Dataset records about object locations:
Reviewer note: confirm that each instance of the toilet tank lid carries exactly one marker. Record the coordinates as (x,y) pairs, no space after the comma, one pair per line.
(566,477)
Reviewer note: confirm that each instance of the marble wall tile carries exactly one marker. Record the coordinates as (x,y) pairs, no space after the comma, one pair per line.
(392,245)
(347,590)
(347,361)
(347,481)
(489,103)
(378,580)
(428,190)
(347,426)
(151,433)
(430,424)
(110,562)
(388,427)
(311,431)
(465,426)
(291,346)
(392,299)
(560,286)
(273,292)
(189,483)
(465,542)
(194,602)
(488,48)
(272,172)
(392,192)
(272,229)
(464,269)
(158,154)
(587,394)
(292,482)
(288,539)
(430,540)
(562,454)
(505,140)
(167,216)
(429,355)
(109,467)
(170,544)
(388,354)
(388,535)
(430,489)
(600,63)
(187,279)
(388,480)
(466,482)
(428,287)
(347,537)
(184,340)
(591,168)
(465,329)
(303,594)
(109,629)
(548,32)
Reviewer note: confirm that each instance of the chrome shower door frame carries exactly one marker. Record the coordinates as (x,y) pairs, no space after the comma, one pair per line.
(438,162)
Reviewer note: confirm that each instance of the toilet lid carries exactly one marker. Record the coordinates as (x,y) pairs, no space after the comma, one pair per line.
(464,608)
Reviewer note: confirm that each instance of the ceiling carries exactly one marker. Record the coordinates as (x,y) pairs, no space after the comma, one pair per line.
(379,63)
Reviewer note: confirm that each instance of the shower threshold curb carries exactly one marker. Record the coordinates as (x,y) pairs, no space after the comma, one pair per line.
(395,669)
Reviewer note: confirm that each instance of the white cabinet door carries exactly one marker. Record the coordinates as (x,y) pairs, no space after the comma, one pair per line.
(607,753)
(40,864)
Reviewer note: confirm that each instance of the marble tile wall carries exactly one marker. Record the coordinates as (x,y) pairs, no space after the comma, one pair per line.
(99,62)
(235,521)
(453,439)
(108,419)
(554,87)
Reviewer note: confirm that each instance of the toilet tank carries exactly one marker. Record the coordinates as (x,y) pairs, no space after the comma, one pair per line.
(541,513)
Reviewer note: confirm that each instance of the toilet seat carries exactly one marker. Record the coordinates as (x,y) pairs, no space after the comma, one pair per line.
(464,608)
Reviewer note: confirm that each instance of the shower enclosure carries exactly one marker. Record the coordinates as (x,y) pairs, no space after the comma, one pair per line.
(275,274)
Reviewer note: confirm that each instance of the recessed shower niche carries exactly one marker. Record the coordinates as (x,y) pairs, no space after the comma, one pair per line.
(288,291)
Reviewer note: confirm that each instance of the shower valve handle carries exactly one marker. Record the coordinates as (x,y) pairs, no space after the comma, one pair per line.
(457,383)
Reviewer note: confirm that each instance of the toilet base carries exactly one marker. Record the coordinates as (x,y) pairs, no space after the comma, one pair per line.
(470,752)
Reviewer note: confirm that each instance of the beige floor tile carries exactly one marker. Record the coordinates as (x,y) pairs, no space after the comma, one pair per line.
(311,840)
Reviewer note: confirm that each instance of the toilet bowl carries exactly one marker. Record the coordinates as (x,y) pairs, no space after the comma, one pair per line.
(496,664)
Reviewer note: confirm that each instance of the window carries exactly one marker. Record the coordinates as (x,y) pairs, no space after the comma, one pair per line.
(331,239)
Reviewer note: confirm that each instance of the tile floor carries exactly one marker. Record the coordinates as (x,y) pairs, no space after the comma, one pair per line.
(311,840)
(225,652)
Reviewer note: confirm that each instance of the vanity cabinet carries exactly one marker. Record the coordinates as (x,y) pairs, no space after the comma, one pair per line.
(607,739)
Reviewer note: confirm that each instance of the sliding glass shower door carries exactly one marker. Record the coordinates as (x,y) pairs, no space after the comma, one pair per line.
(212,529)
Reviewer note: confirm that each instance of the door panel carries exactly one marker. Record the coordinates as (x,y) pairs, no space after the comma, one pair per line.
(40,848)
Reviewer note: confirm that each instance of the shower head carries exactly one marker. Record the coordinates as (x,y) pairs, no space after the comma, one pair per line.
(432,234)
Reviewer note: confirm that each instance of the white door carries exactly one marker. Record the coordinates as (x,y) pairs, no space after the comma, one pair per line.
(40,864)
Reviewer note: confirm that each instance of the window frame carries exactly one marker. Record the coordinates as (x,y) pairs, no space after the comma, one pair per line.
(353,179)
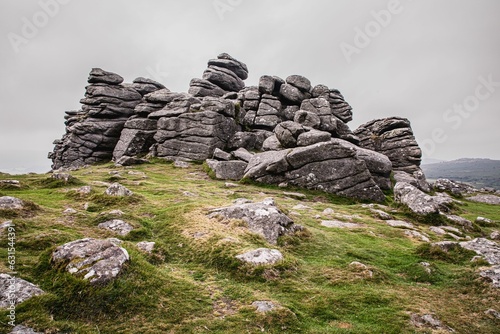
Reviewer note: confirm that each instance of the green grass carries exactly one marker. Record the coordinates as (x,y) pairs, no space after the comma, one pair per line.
(195,285)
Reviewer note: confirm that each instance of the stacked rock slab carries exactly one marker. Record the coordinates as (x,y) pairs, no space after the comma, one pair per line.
(224,74)
(93,132)
(138,134)
(394,138)
(328,166)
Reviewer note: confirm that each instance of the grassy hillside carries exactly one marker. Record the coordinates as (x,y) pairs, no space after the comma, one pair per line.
(477,172)
(193,284)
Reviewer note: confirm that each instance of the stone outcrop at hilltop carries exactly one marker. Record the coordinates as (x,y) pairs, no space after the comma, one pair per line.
(283,131)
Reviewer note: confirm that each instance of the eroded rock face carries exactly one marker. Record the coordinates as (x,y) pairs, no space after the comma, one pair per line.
(98,261)
(394,138)
(11,203)
(14,290)
(261,256)
(93,132)
(224,74)
(263,218)
(418,201)
(328,166)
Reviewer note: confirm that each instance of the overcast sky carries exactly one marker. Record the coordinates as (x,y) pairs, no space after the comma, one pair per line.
(434,62)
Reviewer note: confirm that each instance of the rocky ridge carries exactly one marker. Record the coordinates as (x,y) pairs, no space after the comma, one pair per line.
(237,127)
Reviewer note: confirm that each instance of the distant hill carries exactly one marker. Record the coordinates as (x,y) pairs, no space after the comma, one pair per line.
(478,172)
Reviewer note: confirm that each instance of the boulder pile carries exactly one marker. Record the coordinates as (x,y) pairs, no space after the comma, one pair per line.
(283,131)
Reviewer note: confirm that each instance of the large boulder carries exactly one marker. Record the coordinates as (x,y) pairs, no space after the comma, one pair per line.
(420,202)
(98,261)
(263,218)
(14,290)
(328,166)
(394,138)
(93,132)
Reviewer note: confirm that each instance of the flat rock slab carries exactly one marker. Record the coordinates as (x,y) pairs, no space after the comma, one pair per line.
(14,290)
(399,223)
(118,190)
(20,329)
(339,224)
(263,218)
(11,203)
(96,260)
(261,256)
(264,306)
(418,201)
(489,199)
(117,226)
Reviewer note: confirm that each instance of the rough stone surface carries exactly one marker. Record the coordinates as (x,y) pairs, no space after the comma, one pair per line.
(394,138)
(399,223)
(263,218)
(146,246)
(489,250)
(418,201)
(11,203)
(429,321)
(453,187)
(20,329)
(228,170)
(117,189)
(261,256)
(484,198)
(14,290)
(264,306)
(99,261)
(117,226)
(340,224)
(328,166)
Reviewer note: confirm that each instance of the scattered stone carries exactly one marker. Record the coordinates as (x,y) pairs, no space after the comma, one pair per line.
(483,198)
(482,220)
(264,306)
(11,203)
(381,214)
(20,329)
(328,211)
(339,224)
(264,256)
(181,164)
(446,245)
(492,275)
(117,226)
(301,207)
(146,246)
(399,223)
(14,290)
(459,220)
(70,211)
(117,189)
(96,260)
(453,187)
(294,195)
(418,201)
(394,138)
(488,249)
(11,183)
(65,177)
(429,321)
(416,235)
(493,313)
(263,218)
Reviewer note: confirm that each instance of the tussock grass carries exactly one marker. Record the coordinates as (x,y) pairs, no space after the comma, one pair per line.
(192,283)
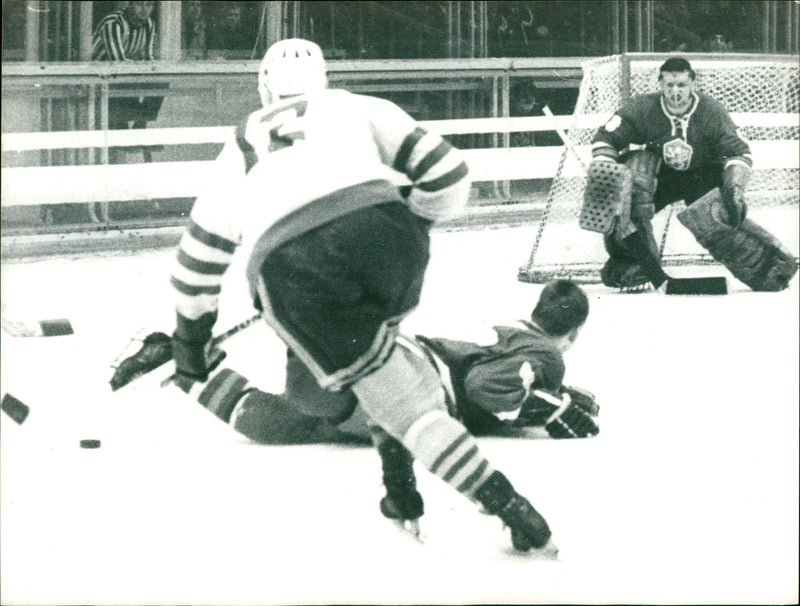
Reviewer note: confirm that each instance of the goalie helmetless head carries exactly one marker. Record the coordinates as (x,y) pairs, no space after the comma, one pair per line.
(677,81)
(291,67)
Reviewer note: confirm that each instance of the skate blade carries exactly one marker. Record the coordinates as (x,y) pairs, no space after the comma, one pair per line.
(548,552)
(411,528)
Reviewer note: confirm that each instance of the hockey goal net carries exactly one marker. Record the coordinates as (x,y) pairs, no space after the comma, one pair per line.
(760,92)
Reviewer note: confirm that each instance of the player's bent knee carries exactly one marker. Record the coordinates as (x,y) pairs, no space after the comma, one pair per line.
(401,391)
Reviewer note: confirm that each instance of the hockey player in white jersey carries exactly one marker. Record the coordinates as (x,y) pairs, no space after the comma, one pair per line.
(336,259)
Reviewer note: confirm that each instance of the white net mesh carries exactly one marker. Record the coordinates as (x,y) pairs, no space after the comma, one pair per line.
(763,96)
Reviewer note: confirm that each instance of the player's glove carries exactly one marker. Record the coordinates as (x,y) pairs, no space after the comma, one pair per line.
(734,180)
(192,360)
(571,421)
(535,411)
(584,399)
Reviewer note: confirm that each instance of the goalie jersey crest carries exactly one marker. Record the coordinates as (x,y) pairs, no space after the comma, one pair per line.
(678,154)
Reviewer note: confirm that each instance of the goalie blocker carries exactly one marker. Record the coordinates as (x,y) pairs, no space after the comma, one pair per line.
(751,254)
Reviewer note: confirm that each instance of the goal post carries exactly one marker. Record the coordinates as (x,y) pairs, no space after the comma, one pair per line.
(762,94)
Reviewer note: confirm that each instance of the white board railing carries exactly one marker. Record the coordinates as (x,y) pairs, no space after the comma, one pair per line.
(38,185)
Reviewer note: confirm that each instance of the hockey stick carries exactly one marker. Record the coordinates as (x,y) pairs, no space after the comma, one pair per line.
(156,351)
(675,286)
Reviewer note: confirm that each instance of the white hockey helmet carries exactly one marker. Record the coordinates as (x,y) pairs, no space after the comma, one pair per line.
(291,67)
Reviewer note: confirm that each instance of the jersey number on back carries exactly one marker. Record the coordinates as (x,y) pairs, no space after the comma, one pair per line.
(285,125)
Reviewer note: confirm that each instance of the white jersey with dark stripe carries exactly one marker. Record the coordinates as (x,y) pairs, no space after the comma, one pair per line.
(115,40)
(298,164)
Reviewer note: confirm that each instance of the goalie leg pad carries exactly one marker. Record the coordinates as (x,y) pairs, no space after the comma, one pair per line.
(606,197)
(751,254)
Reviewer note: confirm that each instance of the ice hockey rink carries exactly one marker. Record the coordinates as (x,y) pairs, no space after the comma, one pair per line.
(689,494)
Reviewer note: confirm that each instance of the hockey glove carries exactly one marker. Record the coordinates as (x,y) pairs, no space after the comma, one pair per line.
(734,180)
(584,399)
(192,362)
(571,421)
(535,411)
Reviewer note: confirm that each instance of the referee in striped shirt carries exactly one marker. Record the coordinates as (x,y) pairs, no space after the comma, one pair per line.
(126,35)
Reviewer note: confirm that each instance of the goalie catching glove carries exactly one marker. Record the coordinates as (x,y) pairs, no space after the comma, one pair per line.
(565,417)
(734,180)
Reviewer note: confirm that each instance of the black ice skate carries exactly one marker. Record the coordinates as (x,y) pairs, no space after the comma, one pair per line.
(402,503)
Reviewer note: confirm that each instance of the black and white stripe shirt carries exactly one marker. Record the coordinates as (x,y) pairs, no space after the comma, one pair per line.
(116,40)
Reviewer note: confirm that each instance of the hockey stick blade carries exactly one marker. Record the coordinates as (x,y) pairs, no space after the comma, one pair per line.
(412,529)
(14,408)
(697,286)
(41,328)
(156,351)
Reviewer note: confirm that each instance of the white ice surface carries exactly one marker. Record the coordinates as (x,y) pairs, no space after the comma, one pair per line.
(688,495)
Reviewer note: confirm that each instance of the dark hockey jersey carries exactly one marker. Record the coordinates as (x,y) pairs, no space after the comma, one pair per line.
(489,381)
(295,165)
(703,137)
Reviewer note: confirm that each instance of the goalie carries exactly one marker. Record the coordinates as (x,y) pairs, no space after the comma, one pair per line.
(660,148)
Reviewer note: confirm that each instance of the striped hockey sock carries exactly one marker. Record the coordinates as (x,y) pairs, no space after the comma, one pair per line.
(220,394)
(448,450)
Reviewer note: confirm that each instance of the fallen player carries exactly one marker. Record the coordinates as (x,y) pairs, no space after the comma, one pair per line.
(503,386)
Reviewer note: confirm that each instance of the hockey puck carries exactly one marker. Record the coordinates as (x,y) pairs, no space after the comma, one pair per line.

▸ **Request**
Convert the lines starting at the one that contains "Reviewer note: confirm that each instance of the fallen" and ending at the final line of the items into a numbered list, leaving out any blank lines.

▸ **Reply**
1. Reviewer note: confirm that each instance of the fallen player carries exactly one marker. Record the coordinates as (x,y) pairs, no space after the comma, one pair per line.
2. (503,386)
3. Reviewer note: confirm that each instance of the hockey puck carries exactly one marker. Record the coordinates as (x,y) pairs, no space after the comma, one pair per line.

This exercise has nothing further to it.